WRITTEN EXERCISE:
List every line in the listing below that contains the word "arch".
begin RECORDS FOR THIS EXERCISE
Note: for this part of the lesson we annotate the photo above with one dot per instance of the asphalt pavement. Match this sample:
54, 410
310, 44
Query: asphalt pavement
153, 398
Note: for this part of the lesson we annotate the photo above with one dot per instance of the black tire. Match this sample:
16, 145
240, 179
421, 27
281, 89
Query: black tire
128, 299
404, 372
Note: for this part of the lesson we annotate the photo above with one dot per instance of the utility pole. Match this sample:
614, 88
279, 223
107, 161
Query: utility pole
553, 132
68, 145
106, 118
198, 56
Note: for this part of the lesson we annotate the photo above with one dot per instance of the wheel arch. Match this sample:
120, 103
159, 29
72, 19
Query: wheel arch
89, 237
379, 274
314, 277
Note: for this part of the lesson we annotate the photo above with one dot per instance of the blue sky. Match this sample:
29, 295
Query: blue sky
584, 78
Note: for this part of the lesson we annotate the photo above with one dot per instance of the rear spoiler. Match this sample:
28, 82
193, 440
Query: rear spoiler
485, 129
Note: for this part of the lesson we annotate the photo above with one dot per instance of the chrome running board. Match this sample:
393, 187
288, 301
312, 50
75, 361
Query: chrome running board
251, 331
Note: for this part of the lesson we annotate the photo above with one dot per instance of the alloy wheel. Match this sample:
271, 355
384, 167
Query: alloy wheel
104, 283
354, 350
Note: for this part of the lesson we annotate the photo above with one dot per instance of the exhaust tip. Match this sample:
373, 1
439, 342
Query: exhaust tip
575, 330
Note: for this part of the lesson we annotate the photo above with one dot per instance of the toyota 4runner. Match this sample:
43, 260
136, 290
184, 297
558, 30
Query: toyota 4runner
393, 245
end RECORDS FOR THIS EXERCISE
begin RECORDS FOR THIS EXERCISE
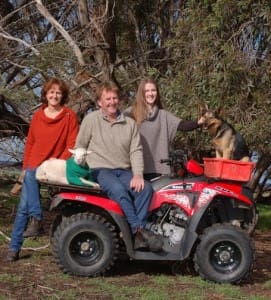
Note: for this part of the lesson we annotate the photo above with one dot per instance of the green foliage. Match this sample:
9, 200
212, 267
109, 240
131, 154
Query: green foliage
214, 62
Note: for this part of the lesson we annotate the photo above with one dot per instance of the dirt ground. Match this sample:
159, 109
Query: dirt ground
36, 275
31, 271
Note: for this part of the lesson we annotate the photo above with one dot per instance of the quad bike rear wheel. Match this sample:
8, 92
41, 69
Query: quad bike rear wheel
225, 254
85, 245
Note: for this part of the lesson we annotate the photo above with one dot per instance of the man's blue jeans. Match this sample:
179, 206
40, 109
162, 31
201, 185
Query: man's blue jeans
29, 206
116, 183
end RECORDS FOR THIS EXERCISE
THE ANSWER:
Note: for this part of the lesson we annotate the photo above with one dot per instance of the wheel arch. Match this sample:
Query: wheel arch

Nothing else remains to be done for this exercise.